With no line left out, restate the data word for word.

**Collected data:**
________________________
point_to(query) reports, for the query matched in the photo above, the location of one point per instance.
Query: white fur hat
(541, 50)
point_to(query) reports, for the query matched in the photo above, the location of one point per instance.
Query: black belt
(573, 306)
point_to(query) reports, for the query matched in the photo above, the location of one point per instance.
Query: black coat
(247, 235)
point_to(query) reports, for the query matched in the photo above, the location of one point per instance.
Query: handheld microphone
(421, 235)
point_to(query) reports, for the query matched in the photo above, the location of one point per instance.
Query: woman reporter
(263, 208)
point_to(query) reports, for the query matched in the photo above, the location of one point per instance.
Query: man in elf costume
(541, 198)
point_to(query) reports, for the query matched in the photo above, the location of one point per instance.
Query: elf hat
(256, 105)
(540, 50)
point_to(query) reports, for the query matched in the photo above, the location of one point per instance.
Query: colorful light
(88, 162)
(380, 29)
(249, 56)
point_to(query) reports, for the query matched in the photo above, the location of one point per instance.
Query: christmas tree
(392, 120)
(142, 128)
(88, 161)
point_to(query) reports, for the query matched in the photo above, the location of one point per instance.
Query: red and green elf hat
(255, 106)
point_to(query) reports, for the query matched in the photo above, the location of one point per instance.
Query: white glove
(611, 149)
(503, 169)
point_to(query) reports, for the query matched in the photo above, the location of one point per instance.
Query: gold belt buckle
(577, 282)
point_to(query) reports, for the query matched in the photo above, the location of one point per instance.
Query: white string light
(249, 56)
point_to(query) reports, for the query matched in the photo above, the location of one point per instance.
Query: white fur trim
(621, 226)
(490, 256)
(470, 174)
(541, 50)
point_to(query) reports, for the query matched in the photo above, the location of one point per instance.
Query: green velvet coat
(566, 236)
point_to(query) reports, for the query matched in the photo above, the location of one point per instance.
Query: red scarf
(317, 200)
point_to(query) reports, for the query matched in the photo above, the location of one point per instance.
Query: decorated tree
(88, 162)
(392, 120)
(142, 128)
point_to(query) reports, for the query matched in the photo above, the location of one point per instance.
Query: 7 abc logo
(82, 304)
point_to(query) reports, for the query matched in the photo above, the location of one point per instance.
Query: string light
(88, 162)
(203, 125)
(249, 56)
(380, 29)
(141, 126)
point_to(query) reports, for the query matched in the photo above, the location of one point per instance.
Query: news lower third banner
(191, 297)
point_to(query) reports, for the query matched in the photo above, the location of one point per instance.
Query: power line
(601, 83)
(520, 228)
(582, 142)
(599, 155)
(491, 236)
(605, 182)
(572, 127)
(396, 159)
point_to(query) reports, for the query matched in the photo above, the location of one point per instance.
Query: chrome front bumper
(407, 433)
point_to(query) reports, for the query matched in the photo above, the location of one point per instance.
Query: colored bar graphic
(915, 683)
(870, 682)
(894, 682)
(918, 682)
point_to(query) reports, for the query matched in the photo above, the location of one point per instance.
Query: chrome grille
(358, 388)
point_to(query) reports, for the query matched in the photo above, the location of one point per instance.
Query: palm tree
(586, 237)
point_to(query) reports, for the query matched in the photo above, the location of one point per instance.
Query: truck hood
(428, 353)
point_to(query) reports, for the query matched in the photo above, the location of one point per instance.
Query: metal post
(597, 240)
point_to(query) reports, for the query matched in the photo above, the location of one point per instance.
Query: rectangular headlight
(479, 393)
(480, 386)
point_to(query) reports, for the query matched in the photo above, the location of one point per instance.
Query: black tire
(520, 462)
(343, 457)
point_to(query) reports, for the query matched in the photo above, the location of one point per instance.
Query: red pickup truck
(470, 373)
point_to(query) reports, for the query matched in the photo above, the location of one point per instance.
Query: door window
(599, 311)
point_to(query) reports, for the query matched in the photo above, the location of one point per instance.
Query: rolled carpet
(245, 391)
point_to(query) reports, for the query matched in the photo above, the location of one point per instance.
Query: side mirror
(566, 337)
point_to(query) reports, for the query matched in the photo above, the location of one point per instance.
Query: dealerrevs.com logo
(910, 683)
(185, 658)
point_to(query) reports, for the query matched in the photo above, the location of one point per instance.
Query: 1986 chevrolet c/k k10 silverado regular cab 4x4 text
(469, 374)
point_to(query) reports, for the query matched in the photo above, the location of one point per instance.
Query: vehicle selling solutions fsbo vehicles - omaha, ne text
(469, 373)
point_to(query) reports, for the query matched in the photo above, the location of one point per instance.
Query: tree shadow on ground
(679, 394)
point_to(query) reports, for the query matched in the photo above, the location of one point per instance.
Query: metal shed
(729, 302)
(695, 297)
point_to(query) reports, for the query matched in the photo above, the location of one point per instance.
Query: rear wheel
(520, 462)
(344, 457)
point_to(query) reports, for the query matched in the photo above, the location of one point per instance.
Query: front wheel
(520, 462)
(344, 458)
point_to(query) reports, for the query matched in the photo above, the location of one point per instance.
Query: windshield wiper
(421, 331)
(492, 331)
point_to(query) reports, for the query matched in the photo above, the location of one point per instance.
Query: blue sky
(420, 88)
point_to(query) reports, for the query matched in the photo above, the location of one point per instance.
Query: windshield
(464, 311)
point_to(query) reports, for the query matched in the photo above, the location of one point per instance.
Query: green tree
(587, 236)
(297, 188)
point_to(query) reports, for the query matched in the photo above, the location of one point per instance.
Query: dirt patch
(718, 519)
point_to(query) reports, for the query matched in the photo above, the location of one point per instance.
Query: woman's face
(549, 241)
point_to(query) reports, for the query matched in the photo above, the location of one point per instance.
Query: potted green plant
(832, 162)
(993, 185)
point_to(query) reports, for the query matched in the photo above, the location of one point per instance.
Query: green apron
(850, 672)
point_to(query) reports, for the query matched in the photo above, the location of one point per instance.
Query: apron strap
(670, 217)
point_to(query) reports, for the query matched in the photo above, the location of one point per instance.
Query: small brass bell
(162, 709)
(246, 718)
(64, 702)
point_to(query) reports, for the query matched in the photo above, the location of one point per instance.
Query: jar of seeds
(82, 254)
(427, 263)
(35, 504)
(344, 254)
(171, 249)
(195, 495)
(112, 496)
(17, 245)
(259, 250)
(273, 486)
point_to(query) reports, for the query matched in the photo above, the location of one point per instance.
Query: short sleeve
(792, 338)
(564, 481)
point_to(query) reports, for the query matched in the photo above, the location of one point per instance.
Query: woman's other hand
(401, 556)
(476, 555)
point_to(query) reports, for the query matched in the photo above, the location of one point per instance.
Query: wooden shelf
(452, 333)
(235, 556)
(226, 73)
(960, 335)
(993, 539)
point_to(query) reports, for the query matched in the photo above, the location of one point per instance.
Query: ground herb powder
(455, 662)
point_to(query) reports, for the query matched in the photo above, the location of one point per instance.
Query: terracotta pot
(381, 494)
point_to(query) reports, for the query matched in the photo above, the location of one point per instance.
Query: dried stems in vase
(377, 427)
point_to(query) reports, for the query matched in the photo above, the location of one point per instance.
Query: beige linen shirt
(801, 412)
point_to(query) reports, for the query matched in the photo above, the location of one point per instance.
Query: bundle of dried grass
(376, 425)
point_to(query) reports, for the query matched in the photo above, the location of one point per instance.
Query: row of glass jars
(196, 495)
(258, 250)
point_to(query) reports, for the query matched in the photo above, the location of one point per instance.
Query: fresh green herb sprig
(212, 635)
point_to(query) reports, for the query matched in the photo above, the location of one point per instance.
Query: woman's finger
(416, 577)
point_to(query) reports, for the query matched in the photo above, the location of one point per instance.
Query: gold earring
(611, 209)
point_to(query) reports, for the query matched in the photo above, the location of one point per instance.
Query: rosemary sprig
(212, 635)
________________________
**Output for this task:**
point_to(query) reports, for the query matched in the photo above, the location of one point per instance.
Query: white fur hat
(541, 50)
point_to(query) reports, for the query matched in the photo above, the location of one point per instance.
Query: black belt
(573, 306)
point_to(query) reports, for the query matched in the photo above, the location of one point per instance.
Query: black coat
(247, 235)
point_to(query) reports, for the query matched in the photo above, the location of one point per instance.
Query: handheld microphone
(421, 235)
point_to(query) reports, for the query matched in the photo above, the location of one point per instance.
Query: woman reporter
(263, 208)
point_to(query) reports, for the query matched in the photo above, the location of one point per instance.
Query: man in elf costume
(541, 198)
point_to(query) reports, for the query matched in the photo above, the location of one point per instance.
Query: elf hat
(256, 105)
(540, 50)
point_to(query) reports, for the query matched in the photo above, the location of one point per instance.
Query: colorful light
(88, 162)
(380, 29)
(249, 56)
point_to(query) reports, for the query matched in the photo above, the location of one point per instance.
Query: christmas tree
(392, 120)
(142, 128)
(88, 161)
point_to(query) reports, for the query matched in the photo above, the location of one point per instance.
Query: red and green elf hat
(255, 106)
point_to(query) reports, for the query matched in the photo above, the location of one point per instance.
Query: white glove
(611, 149)
(503, 169)
point_to(query) reports, for the query matched in the photo above, the location of one point per instance.
Query: gold belt buckle
(577, 282)
point_to(query) reports, for the query matched in the photo above, the location of one point per instance.
Query: white string light
(249, 56)
point_to(query) reports, for the query matched in the photo above, the location of one point per instance.
Query: white fur trim
(621, 226)
(490, 256)
(470, 174)
(541, 50)
point_to(query) reports, for the query matched in the photo above, the location of one point per instance.
Query: green velvet coat
(566, 236)
point_to(query) reports, for the query matched in the photo above, the location of one point per instance.
Query: red scarf
(317, 200)
point_to(query) reports, for the query matched in the photo above, the location of one point per instance.
Query: decorated tree
(88, 162)
(392, 120)
(142, 128)
point_to(query) reports, for the query matched in the photo above, the location of one point per instance.
Query: 7 abc logo
(82, 304)
point_to(query) reports, for the query matched in the photo above, the location of one point per instance.
Query: string light
(88, 162)
(203, 125)
(249, 56)
(380, 29)
(141, 126)
point_to(query) reports, for the query matched in the photo above, the location of one point per instance.
Query: news lower third banner
(191, 297)
point_to(query) reports, for the query matched in the photo above, the location of one point per instance.
Query: power line
(601, 83)
(520, 228)
(582, 142)
(599, 155)
(491, 236)
(605, 182)
(572, 127)
(396, 159)
point_to(query) reports, for the query matched in the photo above, the location of one point per instance.
Query: chrome front bumper
(407, 433)
point_to(query) reports, for the query matched in the photo above, the location of one point per instance.
Query: colored bar graphic
(915, 683)
(870, 682)
(894, 682)
(918, 682)
point_to(query) reports, for the query matched in the photo above, the location of one point per instance.
Query: chrome grille
(358, 388)
point_to(query) reports, for the query matched in the photo above, the location of one point per instance.
Query: palm tree
(586, 237)
point_to(query) reports, for the query matched in the photo above, the location of one point per instance.
Query: truck hood
(428, 353)
point_to(query) reports, for the query matched in the photo above, the location of one point per instance.
Query: metal post
(597, 240)
point_to(query) reports, for the query matched in the photo above, the location of one point per instance.
Query: rectangular headlight
(479, 393)
(480, 386)
point_to(query) reports, for the query matched in the photo above, the location of one point per instance.
Query: black tire
(520, 462)
(343, 457)
point_to(query) reports, for the query matched in the photo above, the location of one point per instance.
Query: red pickup truck
(470, 373)
point_to(query) reports, for the query matched in the photo above, the location of one point per instance.
Query: door window
(599, 311)
point_to(query) reports, for the query matched in the photo above, the location of one point per instance.
Query: rolled carpet
(245, 391)
point_to(query) reports, for the query matched in the photo above, the location of one point per instance.
Query: side mirror
(566, 337)
point_to(query) reports, for the query matched in the photo above, the location of one point per instance.
Query: dealerrevs.com logo
(910, 683)
(185, 658)
point_to(query) reports, for the query matched in the photo above, the location of one point per instance.
Query: 1986 chevrolet c/k k10 silverado regular cab 4x4 text
(469, 374)
point_to(query) reports, for the query matched in the photo above, the location of one point per instance.
Query: vehicle selling solutions fsbo vehicles - omaha, ne text
(469, 373)
point_to(query) reports, for the query matched in the photo above, the location of one point per instance.
Query: tree shadow on ground
(679, 394)
point_to(query) reports, for the query matched in the photo above, the location of one point per instance.
Query: metal shed
(729, 302)
(695, 297)
point_to(query) reports, for the query matched in the photo above, the location of one point per instance.
Query: rear wheel
(520, 462)
(344, 457)
point_to(query) reports, for the query matched in the photo above, the location of one point per instance.
Query: front wheel
(520, 462)
(344, 458)
point_to(query) reports, for the query matched in the photo above, the location of one point per instance.
Query: windshield wiper
(421, 331)
(492, 331)
point_to(query) reports, for the query matched in the photo above, the location of one point per instance.
Query: blue sky
(420, 88)
point_to(query) reports, for the query matched in the photo above, the location of one point per instance.
Query: windshield
(464, 311)
point_to(query) reports, for the query matched in the photo above, the location of one point per instance.
Query: green tree
(587, 236)
(297, 188)
point_to(query) reports, for the query matched in the photo above, the location of one point per instance.
Query: dirt patch
(718, 519)
point_to(query) reports, for the query matched in the photo above, the location of one point per instance.
Query: woman's face
(549, 241)
point_to(query) reports, for the query matched in the photo above, the location of one point per instance.
Query: potted green plant
(832, 162)
(993, 185)
point_to(query) reports, for the query matched in the photo above, the location of one point per instance.
Query: green apron
(850, 672)
point_to(query) reports, for the query matched in the photo above, the location of one point per instance.
Query: apron strap
(670, 217)
point_to(query) reports, for the query matched in the photo above, the location of one point per instance.
Query: small brass bell
(162, 709)
(246, 718)
(64, 702)
point_to(query) reports, for the query matched in the photo above, the location of one point per instance.
Query: jar of seeds
(82, 254)
(427, 263)
(35, 504)
(344, 254)
(171, 249)
(195, 495)
(112, 496)
(17, 245)
(259, 250)
(273, 486)
point_to(query) reports, for the query matched in the photo above, the location of one point per instance.
Query: short sleeve
(792, 338)
(564, 481)
point_to(query) reports, for the query matched in the photo above, the location of one point per instance.
Query: woman's other hand
(401, 556)
(476, 555)
point_to(query) reports, for the query matched in the photo above, the location of one point per instance.
Query: wooden shelf
(452, 333)
(235, 556)
(226, 73)
(960, 335)
(993, 539)
point_to(query) reports, for the query matched in the photo above, the location of one point per instance.
Query: ground herb powder
(455, 662)
point_to(query) reports, for the query matched in the photo above, the location of one point per instance.
Query: terracotta pot
(381, 494)
point_to(query) reports, for the query matched in the photo above, the location of one point per instance.
Query: dried stems in vase
(377, 427)
point_to(query) reports, for the query matched in the photo above, the location of one point per instance.
Query: beige linen shirt
(801, 412)
point_to(query) reports, for the query matched in the photo above, the location of one point per instance.
Query: bundle of dried grass
(376, 425)
point_to(query) reports, for the query matched in the photo above, the location of one point per instance.
Query: row of glass jars
(196, 495)
(258, 250)
point_to(query) reports, for the query matched in the photo above, the location of one point per instance.
Query: fresh green herb sprig
(212, 635)
point_to(query) reports, for the query matched in the photo above, the location of one point per instance.
Query: woman's finger
(416, 577)
point_to(query) reports, for the query matched in the photo above, the location of one point per instance.
Query: gold earring
(611, 209)
point_to(query) reports, for the query matched in the photo above, the location of one point per instance.
Query: rosemary sprig
(212, 635)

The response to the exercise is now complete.